--- start Data shown ---

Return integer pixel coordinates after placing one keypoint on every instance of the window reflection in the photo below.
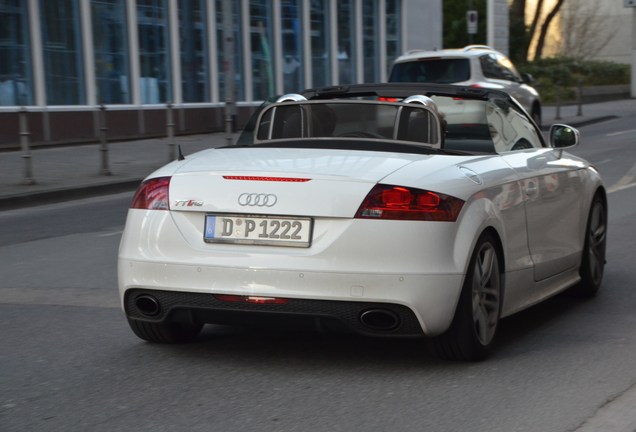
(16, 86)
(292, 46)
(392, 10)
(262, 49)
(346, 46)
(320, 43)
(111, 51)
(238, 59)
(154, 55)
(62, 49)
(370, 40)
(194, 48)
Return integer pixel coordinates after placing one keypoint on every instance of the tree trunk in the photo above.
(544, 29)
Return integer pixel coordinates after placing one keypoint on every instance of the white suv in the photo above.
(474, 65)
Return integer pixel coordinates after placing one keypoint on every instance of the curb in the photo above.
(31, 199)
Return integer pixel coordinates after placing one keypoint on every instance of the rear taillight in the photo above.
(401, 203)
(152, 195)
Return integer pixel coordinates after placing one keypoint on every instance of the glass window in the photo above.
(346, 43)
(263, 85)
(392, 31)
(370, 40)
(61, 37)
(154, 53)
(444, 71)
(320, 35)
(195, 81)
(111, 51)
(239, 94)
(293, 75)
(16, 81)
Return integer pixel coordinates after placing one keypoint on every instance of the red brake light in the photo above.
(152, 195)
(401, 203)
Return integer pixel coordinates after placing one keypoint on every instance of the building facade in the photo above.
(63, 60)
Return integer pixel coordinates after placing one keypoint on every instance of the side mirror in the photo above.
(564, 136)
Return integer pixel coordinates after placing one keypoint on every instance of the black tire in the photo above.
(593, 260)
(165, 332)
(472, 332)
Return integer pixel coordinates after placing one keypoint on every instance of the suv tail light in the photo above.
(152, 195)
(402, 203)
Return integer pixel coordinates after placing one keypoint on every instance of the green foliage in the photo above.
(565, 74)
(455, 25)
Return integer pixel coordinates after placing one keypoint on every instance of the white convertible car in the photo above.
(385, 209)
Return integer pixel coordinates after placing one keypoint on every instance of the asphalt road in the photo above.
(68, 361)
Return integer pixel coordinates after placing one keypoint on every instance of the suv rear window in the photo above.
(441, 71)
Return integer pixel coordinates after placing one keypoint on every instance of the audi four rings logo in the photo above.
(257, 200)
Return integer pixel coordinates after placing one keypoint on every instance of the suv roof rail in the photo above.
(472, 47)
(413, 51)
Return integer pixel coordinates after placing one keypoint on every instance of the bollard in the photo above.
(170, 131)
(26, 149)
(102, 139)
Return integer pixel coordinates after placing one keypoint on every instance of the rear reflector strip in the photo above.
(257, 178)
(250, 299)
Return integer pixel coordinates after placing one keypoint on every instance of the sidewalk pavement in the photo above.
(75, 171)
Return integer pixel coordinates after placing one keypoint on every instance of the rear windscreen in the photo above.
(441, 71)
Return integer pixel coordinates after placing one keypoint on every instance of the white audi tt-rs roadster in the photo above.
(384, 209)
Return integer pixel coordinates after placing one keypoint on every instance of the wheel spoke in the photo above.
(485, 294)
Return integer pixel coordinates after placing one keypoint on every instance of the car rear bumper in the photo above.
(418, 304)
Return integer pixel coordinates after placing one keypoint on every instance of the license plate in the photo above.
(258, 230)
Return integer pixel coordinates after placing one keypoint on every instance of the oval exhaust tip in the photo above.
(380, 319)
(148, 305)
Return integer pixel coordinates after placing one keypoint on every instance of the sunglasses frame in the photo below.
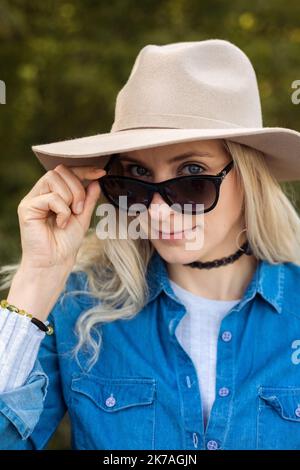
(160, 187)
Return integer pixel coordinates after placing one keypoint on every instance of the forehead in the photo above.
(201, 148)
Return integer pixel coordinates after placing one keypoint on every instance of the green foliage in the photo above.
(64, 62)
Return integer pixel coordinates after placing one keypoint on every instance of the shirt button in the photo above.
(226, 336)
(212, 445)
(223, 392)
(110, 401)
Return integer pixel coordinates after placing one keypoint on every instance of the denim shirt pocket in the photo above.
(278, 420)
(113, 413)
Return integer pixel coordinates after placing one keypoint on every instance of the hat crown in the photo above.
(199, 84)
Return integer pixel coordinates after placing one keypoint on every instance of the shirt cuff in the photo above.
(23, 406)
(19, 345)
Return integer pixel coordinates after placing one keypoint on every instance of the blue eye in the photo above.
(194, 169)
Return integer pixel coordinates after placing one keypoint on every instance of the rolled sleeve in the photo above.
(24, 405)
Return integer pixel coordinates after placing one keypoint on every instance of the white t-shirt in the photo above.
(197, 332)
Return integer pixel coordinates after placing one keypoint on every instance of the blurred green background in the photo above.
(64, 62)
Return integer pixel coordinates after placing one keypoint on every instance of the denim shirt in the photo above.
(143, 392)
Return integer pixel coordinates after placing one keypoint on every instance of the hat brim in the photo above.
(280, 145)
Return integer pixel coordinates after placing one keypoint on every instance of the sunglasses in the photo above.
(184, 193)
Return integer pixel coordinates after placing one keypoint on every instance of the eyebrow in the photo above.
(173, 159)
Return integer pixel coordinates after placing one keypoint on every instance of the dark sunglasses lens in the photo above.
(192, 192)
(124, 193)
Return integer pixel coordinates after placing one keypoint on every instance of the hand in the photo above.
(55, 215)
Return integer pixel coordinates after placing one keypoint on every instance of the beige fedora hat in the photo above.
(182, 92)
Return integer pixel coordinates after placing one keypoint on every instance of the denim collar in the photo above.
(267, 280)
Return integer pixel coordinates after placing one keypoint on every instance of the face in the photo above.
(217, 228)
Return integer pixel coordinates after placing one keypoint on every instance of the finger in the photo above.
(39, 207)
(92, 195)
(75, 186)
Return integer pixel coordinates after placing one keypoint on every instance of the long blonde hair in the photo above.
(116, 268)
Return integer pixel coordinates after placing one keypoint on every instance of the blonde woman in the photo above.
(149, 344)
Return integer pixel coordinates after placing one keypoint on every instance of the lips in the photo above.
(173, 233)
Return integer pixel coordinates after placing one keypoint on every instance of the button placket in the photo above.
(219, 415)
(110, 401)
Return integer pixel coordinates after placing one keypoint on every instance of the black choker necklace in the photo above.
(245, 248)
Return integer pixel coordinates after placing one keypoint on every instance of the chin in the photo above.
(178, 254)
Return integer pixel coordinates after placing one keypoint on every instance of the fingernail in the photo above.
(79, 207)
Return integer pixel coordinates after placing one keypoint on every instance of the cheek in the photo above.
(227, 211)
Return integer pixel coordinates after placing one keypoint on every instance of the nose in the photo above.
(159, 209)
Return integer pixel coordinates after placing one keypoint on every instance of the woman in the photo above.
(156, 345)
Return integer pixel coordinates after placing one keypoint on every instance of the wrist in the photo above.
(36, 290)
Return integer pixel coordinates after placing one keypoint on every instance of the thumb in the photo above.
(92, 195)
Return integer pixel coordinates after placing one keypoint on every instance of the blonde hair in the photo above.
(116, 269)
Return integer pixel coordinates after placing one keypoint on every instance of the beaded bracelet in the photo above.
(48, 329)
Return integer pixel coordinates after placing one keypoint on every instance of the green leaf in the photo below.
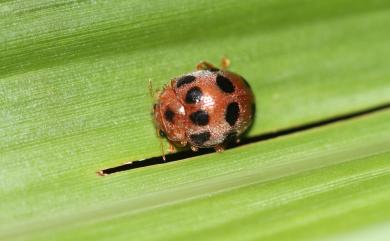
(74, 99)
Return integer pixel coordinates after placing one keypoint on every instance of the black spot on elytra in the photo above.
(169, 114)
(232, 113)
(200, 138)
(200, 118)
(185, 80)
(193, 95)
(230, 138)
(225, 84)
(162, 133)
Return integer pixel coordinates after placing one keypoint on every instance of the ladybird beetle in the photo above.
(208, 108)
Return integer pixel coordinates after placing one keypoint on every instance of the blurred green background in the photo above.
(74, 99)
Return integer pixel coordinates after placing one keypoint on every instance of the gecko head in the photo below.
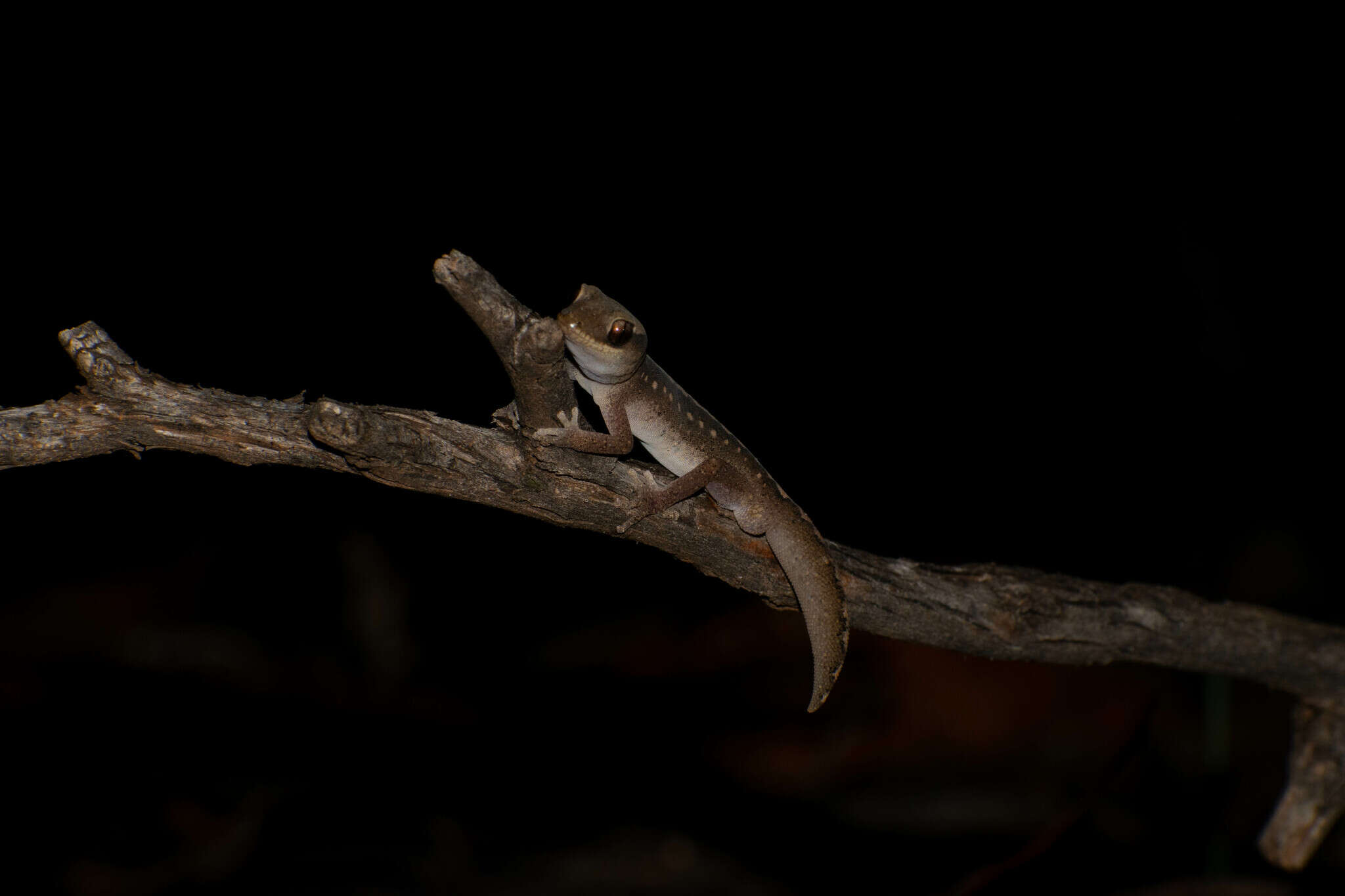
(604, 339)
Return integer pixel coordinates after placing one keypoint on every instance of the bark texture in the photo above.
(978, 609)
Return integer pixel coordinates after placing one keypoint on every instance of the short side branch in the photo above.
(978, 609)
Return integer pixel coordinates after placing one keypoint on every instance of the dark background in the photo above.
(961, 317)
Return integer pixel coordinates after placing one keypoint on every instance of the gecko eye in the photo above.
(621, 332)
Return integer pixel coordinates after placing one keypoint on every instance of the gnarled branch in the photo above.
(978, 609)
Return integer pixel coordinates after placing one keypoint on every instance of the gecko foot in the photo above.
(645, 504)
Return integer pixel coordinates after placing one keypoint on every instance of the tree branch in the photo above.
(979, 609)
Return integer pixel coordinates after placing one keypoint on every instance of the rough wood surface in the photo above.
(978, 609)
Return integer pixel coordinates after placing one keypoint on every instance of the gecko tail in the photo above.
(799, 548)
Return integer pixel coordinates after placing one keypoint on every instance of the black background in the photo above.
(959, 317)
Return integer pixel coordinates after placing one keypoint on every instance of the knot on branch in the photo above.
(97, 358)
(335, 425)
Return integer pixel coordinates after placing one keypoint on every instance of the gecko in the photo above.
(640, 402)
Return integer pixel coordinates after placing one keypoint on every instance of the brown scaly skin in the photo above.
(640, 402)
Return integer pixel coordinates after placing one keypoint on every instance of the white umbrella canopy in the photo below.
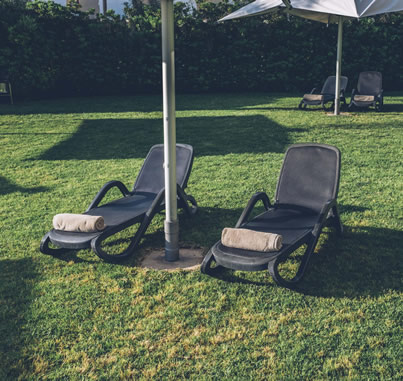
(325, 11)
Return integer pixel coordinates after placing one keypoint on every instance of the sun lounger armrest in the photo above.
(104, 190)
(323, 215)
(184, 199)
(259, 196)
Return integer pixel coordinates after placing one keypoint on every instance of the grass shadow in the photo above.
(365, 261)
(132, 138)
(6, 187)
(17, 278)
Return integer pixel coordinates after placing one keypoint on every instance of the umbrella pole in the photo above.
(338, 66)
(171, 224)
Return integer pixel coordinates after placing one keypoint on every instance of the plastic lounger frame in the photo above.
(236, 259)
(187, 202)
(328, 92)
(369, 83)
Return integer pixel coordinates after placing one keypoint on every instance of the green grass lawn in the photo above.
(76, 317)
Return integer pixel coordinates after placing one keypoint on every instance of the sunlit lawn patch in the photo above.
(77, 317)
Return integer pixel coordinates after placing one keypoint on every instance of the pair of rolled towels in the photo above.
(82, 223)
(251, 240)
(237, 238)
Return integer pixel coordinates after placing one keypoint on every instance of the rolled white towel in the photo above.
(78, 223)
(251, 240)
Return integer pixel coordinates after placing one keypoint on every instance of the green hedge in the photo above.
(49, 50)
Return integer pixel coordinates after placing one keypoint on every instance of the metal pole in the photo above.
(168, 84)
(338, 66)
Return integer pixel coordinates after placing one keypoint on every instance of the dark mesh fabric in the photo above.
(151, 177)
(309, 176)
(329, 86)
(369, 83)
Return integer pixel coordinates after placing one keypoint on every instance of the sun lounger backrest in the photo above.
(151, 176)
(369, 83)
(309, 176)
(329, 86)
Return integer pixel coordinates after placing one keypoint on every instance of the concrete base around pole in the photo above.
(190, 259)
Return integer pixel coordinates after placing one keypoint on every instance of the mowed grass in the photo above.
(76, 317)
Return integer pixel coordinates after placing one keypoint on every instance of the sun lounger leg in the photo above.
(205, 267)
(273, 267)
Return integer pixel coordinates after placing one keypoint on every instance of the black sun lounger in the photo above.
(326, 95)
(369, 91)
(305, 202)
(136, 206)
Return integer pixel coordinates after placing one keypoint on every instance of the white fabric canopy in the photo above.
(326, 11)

--- end Data shown ---

- [Your instructions]
Which lines run from the one containing "metal pole in the photo above." to the end of the entries above? Quote exactly those, and only those.

- [In response]
Return integer pixel coordinates after placing one keypoint on every instance of the metal pole in the photo above.
(168, 84)
(338, 66)
Return integer pixel coordinates after placing one keypoint on every instance of the dark mesh fabric in the photo above.
(151, 177)
(309, 176)
(329, 86)
(369, 83)
Return integer pixel coordinates after placing one keypoint on every instance of the sun lounger backrest in the photo above.
(151, 176)
(369, 83)
(309, 176)
(329, 86)
Return integer pixel coordinates after placing one keypoint on every instance of the concrete base around pole in the photo above.
(190, 259)
Return integer pixel coordinates after placing one keypoint on every instance of the mowed grass in the photo above.
(76, 317)
Return integer pixel coordinates after placing one keypoint on every instance of the sun lounger leg in the photo above.
(205, 267)
(273, 267)
Return integer pixel coordinates after placing one keypoint on every instance of the black sun lounger in the photo above.
(326, 95)
(369, 91)
(305, 202)
(136, 206)
Return integer pixel coordinates after placing one keypoint on every instance of the white fabric canopy in the photo above.
(326, 11)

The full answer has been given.